- **Brief**:
Copy every entry verbatim and skip the pictures.

- **Record extracts**:

################

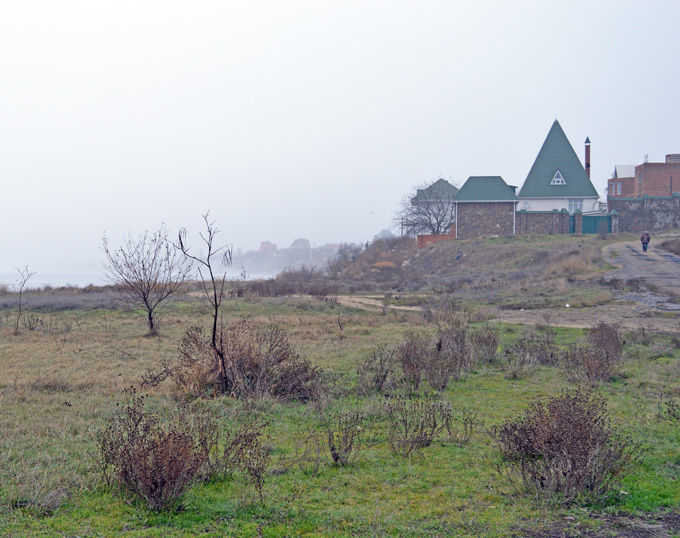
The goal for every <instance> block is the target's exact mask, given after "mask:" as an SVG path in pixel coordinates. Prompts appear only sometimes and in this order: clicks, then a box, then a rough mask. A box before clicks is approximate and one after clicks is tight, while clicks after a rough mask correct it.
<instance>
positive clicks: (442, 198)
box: [411, 179, 458, 203]
mask: <svg viewBox="0 0 680 538" xmlns="http://www.w3.org/2000/svg"><path fill="white" fill-rule="evenodd" d="M456 194H458V189H457V188H456V187H454V186H453V185H451V183H449V182H448V181H446V180H445V179H438V180H437V181H435V182H434V183H433V184H432V185H430V186H429V187H427V188H426V189H418V190H417V191H416V195H415V196H414V197H413V198H411V202H412V203H413V202H426V201H433V200H453V199H454V197H455V196H456Z"/></svg>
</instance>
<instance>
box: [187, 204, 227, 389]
mask: <svg viewBox="0 0 680 538" xmlns="http://www.w3.org/2000/svg"><path fill="white" fill-rule="evenodd" d="M203 220H204V221H205V227H206V231H205V235H204V234H203V233H201V234H200V236H201V239H202V240H203V243H204V245H205V247H206V248H207V251H208V252H207V254H206V256H205V258H201V257H198V256H194V255H193V254H191V253H190V252H189V246H188V245H187V242H186V241H187V239H186V237H187V232H186V230H185V229H184V228H182V229H181V230H180V232H179V236H178V241H177V245H175V246H176V248H178V249H179V250H180V251H181V252H182V254H183V255H184V257H185V258H187V259H189V260H192V261H194V262H196V263H197V264H198V274H199V275H200V277H201V282H202V283H203V291H204V292H205V296H206V299H207V300H208V302H209V303H210V306H211V307H212V314H213V319H212V334H211V338H210V347H211V348H212V350H213V353H214V354H215V358H216V360H217V363H218V367H219V378H220V388H221V391H222V394H226V392H227V389H228V387H229V384H228V379H227V365H226V358H225V353H224V346H223V345H222V342H218V341H217V340H218V339H217V336H218V332H217V321H218V319H219V314H220V306H221V305H222V299H223V298H224V286H225V284H226V282H227V273H226V272H224V273H222V276H219V275H218V274H217V273H216V267H215V265H214V264H215V261H216V258H217V259H219V258H221V260H222V265H224V266H227V265H231V254H232V250H233V249H232V247H231V245H224V246H221V247H216V246H215V244H214V242H215V236H216V235H217V234H218V233H219V230H218V229H217V228H215V223H214V221H211V220H210V212H209V211H208V212H207V213H206V214H205V215H203Z"/></svg>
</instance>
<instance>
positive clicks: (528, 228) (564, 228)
mask: <svg viewBox="0 0 680 538" xmlns="http://www.w3.org/2000/svg"><path fill="white" fill-rule="evenodd" d="M568 233H569V211H567V210H566V209H563V210H562V211H557V210H555V211H526V210H524V209H523V210H521V211H518V212H517V234H518V235H519V234H522V235H526V234H553V235H555V234H568Z"/></svg>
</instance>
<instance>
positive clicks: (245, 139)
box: [0, 0, 680, 273]
mask: <svg viewBox="0 0 680 538" xmlns="http://www.w3.org/2000/svg"><path fill="white" fill-rule="evenodd" d="M678 20H680V2H677V0H648V1H645V2H641V1H629V0H616V1H604V0H570V1H569V2H545V1H543V0H536V1H531V0H514V1H513V2H507V1H505V0H502V1H501V0H498V1H490V0H479V1H475V2H462V1H457V0H445V1H444V0H441V1H440V0H432V1H428V0H418V1H415V0H413V1H400V0H389V1H378V0H361V1H354V0H338V1H335V0H285V1H283V0H270V1H265V0H243V1H240V0H239V1H234V0H222V1H210V0H201V1H191V2H189V1H182V0H175V1H173V0H162V1H151V0H134V1H128V0H117V1H115V2H114V1H104V0H102V1H99V0H97V1H93V0H84V1H74V0H61V1H59V2H54V1H53V0H47V1H36V0H22V1H4V2H0V73H1V75H0V225H1V227H2V232H3V233H2V235H1V236H0V273H12V272H15V270H14V268H15V267H24V266H26V265H28V266H29V268H30V270H31V271H36V272H37V273H53V272H69V271H99V270H101V267H102V262H103V258H104V256H103V253H102V250H101V245H102V235H103V234H106V236H107V237H108V238H109V241H110V243H111V244H112V245H116V244H119V243H120V242H122V240H123V238H124V236H125V235H126V234H127V233H132V234H133V235H138V234H140V233H142V232H144V231H145V230H155V229H158V228H159V227H160V226H161V224H165V226H166V227H167V228H169V229H170V230H171V231H172V233H173V234H174V233H176V231H177V230H178V229H179V228H186V229H187V238H188V241H189V243H190V244H194V245H195V249H196V250H198V249H200V245H199V243H198V241H199V235H198V234H199V232H200V231H201V230H202V229H203V221H202V215H204V214H205V213H206V212H207V211H210V219H211V220H213V221H214V222H215V226H216V227H217V228H218V229H219V230H220V232H221V233H220V234H219V235H218V239H217V240H218V242H222V243H228V244H232V245H233V247H234V248H235V249H242V250H244V251H246V250H252V249H257V248H258V247H259V245H260V242H261V241H265V240H267V241H271V242H273V243H275V244H277V245H278V246H279V248H283V247H288V246H290V244H291V243H292V242H293V241H294V240H295V239H296V238H300V237H304V238H307V239H309V240H310V242H311V244H312V245H313V246H320V245H323V244H325V243H339V242H366V241H369V240H371V239H372V238H373V236H374V235H375V234H376V233H378V232H379V231H380V230H382V229H384V228H389V227H391V225H392V220H393V217H394V214H395V212H396V211H397V210H398V207H399V202H400V201H401V200H402V199H403V197H404V196H405V195H407V194H408V193H409V192H410V191H411V190H412V189H413V188H414V186H416V185H422V184H424V183H427V182H431V181H434V180H436V179H437V178H439V177H443V178H445V179H447V180H449V181H452V182H454V183H457V184H459V185H460V184H462V183H463V182H464V181H465V180H466V179H467V178H468V177H469V176H475V175H500V176H502V177H503V178H504V179H505V181H506V182H507V183H508V184H510V185H517V186H518V187H519V186H521V185H522V183H523V181H524V179H525V178H526V175H527V173H528V172H529V169H530V167H531V165H532V163H533V160H534V159H535V157H536V155H537V153H538V151H539V149H540V147H541V145H542V143H543V141H544V140H545V137H546V135H547V134H548V131H549V129H550V127H551V125H552V123H553V121H554V120H555V119H557V120H559V122H560V124H561V126H562V128H563V129H564V131H565V133H566V135H567V137H568V138H569V140H570V141H571V143H572V146H573V147H574V149H575V151H576V153H577V155H578V156H579V157H580V158H581V160H582V161H583V156H584V148H583V143H584V141H585V138H586V137H589V138H590V140H591V142H592V146H591V170H592V175H591V178H592V181H593V183H594V185H595V187H596V188H597V190H598V192H599V193H600V194H601V195H603V194H604V189H605V187H606V181H607V179H608V178H609V177H610V176H611V174H612V172H613V170H614V166H615V165H618V164H640V163H642V162H643V160H644V156H645V155H648V159H649V161H650V162H662V161H663V160H664V158H665V155H666V154H667V153H680V137H679V136H678V127H679V126H680V106H679V102H680V99H679V95H680V94H679V90H680V69H678V51H680V32H678V26H677V21H678Z"/></svg>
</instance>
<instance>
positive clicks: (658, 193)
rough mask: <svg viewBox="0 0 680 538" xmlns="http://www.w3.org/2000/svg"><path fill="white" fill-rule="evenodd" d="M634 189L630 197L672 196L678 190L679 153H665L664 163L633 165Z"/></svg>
mask: <svg viewBox="0 0 680 538" xmlns="http://www.w3.org/2000/svg"><path fill="white" fill-rule="evenodd" d="M633 185H634V190H633V194H632V196H629V197H630V198H640V197H642V196H645V195H647V196H672V195H673V193H674V192H680V155H679V154H671V155H666V162H664V163H642V164H640V165H638V166H636V167H635V180H634V181H633Z"/></svg>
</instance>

################

- **Written solution**:
The goal for every <instance> block is the target's exact mask, given after "mask:" as an SVG path in pixel coordinates. Prompts appear only sometimes and in this order: clicks, then a box, then a rough mask. A box before clicks is approximate and one after clicks is tight, while clicks after a rough mask correct it.
<instance>
positive clicks: (442, 198)
box: [411, 179, 458, 203]
mask: <svg viewBox="0 0 680 538" xmlns="http://www.w3.org/2000/svg"><path fill="white" fill-rule="evenodd" d="M456 194H458V189H457V188H456V187H454V186H453V185H451V183H449V182H448V181H446V180H445V179H438V180H437V181H435V182H434V183H433V184H432V185H430V186H429V187H427V188H426V189H418V190H417V191H416V195H415V196H414V197H413V198H411V202H412V203H413V202H426V201H433V200H453V199H454V197H455V196H456Z"/></svg>
</instance>
<instance>
box: [187, 204, 227, 389]
mask: <svg viewBox="0 0 680 538" xmlns="http://www.w3.org/2000/svg"><path fill="white" fill-rule="evenodd" d="M203 220H204V221H205V227H206V231H205V235H204V234H203V233H201V234H200V236H201V239H202V240H203V243H204V245H205V247H206V248H207V251H208V252H207V254H206V256H205V258H201V257H198V256H194V255H193V254H191V253H190V252H189V246H188V245H187V242H186V241H187V239H186V237H187V232H186V230H185V229H184V228H182V229H181V230H180V232H179V236H178V241H177V245H175V246H176V248H178V249H179V250H180V251H181V252H182V254H183V255H184V257H185V258H187V259H189V260H192V261H194V262H196V263H197V264H198V274H199V275H200V277H201V282H202V283H203V291H204V292H205V296H206V299H207V300H208V302H209V303H210V306H211V307H212V314H213V319H212V334H211V338H210V347H211V348H212V350H213V353H214V354H215V358H216V360H217V363H218V367H219V378H220V388H221V391H222V394H226V392H227V389H228V387H229V384H228V379H227V365H226V358H225V353H224V346H223V345H222V342H218V341H217V340H218V339H217V336H218V332H217V321H218V319H219V314H220V306H221V305H222V299H223V298H224V286H225V284H226V282H227V273H226V272H224V273H222V276H219V275H218V274H217V273H216V267H215V265H214V264H215V261H216V258H217V259H219V258H221V260H222V265H224V266H227V265H231V254H232V250H233V249H232V247H231V245H224V246H221V247H216V246H215V244H214V242H215V236H216V235H217V234H218V233H219V230H218V229H217V228H215V223H214V221H211V220H210V212H209V211H208V212H207V213H206V214H205V215H203Z"/></svg>
</instance>
<instance>
positive clicks: (528, 228) (564, 228)
mask: <svg viewBox="0 0 680 538" xmlns="http://www.w3.org/2000/svg"><path fill="white" fill-rule="evenodd" d="M568 233H569V211H567V210H566V209H563V210H562V211H557V210H555V211H526V210H524V209H523V210H521V211H518V212H517V234H518V235H519V234H522V235H526V234H553V235H555V234H568Z"/></svg>
</instance>
<instance>
positive clicks: (245, 139)
box: [0, 0, 680, 273]
mask: <svg viewBox="0 0 680 538" xmlns="http://www.w3.org/2000/svg"><path fill="white" fill-rule="evenodd" d="M678 20H680V2H677V0H648V1H645V2H641V1H629V0H616V1H604V0H570V1H569V2H545V1H543V0H536V1H531V0H514V1H513V2H507V1H505V0H502V1H501V0H498V1H490V0H479V1H475V2H462V1H457V0H445V1H444V0H441V1H440V0H432V1H428V0H418V1H415V0H413V1H400V0H389V1H378V0H361V1H354V0H338V1H335V0H285V1H283V0H270V1H265V0H243V1H240V0H239V1H234V0H222V1H210V0H201V1H191V2H189V1H182V0H175V1H173V0H162V1H151V0H134V1H128V0H117V1H115V2H114V1H104V0H102V1H99V0H97V1H93V0H84V1H74V0H61V1H59V2H54V1H53V0H47V1H36V0H22V1H4V2H0V73H1V75H0V225H1V227H2V232H3V233H2V235H1V236H0V273H12V272H15V270H14V268H15V267H24V266H26V265H28V266H29V268H30V270H31V271H36V272H37V273H53V272H69V271H99V270H101V267H102V262H103V258H104V256H103V253H102V250H101V245H102V235H103V234H106V236H107V237H108V238H109V241H110V243H111V244H112V245H116V244H119V243H120V242H122V240H123V238H124V236H125V235H126V234H127V233H132V234H133V235H138V234H140V233H142V232H144V231H145V230H155V229H158V228H159V227H160V226H161V224H165V226H166V227H167V228H169V229H170V230H171V231H172V233H173V234H174V233H176V231H177V230H178V229H179V228H186V229H187V238H188V241H189V243H190V244H194V245H195V249H196V250H198V249H200V245H199V243H198V241H199V235H198V234H199V232H200V231H201V230H202V229H203V221H202V215H204V214H205V213H206V212H207V211H210V219H211V220H213V221H214V222H215V226H216V227H217V228H218V229H219V230H220V232H221V233H220V234H219V235H218V239H217V240H218V242H222V243H228V244H232V245H233V247H234V248H235V249H242V250H244V251H246V250H252V249H257V248H258V247H259V245H260V242H261V241H265V240H267V241H271V242H273V243H275V244H277V245H278V246H279V248H283V247H288V246H290V244H291V243H292V242H293V241H294V240H295V239H296V238H300V237H304V238H307V239H309V240H310V242H311V244H312V245H313V246H320V245H323V244H325V243H339V242H366V241H369V240H371V239H372V238H373V236H374V235H375V234H376V233H378V232H379V231H380V230H382V229H384V228H389V227H391V225H392V220H393V217H394V214H395V212H396V211H397V210H398V207H399V202H400V201H401V200H402V199H403V197H404V196H405V195H407V194H408V193H409V192H410V191H411V190H412V189H413V188H414V186H416V185H422V184H424V183H427V182H431V181H434V180H436V179H437V178H439V177H443V178H445V179H447V180H449V181H452V182H454V183H457V184H459V185H460V184H462V183H463V182H464V181H465V180H466V179H467V178H468V177H469V176H475V175H500V176H502V177H503V178H504V179H505V181H506V182H507V183H508V184H510V185H517V186H518V187H519V186H521V185H522V183H523V181H524V179H525V178H526V175H527V173H528V172H529V169H530V167H531V165H532V163H533V160H534V159H535V157H536V155H537V153H538V151H539V149H540V147H541V145H542V143H543V141H544V140H545V137H546V135H547V134H548V131H549V129H550V127H551V125H552V123H553V121H554V120H555V119H557V120H559V122H560V124H561V126H562V128H563V129H564V131H565V133H566V135H567V137H568V138H569V140H570V141H571V143H572V146H573V147H574V149H575V151H576V153H577V155H578V156H579V157H580V158H581V160H582V161H583V156H584V148H583V143H584V141H585V138H586V137H589V138H590V140H591V142H592V146H591V170H592V175H591V178H592V181H593V183H594V185H595V187H596V188H597V190H598V192H599V193H600V194H601V195H603V194H604V189H605V187H606V181H607V179H608V178H609V177H610V176H611V174H612V172H613V170H614V166H615V165H618V164H640V163H642V162H643V160H644V156H645V155H648V159H649V161H650V162H662V161H663V160H664V158H665V155H666V154H667V153H680V137H679V136H678V127H679V126H680V106H679V102H680V99H679V95H680V94H679V90H680V69H678V51H680V32H678V26H677V21H678Z"/></svg>
</instance>
<instance>
positive clicks: (658, 193)
rough mask: <svg viewBox="0 0 680 538" xmlns="http://www.w3.org/2000/svg"><path fill="white" fill-rule="evenodd" d="M634 189L630 197L672 196L678 190L679 153H665L664 163L633 165Z"/></svg>
mask: <svg viewBox="0 0 680 538" xmlns="http://www.w3.org/2000/svg"><path fill="white" fill-rule="evenodd" d="M633 185H634V190H633V194H632V196H629V197H630V198H640V197H642V196H645V195H647V196H672V195H673V193H674V192H680V155H679V154H671V155H666V162H664V163H642V164H640V165H638V166H636V167H635V180H634V181H633Z"/></svg>
</instance>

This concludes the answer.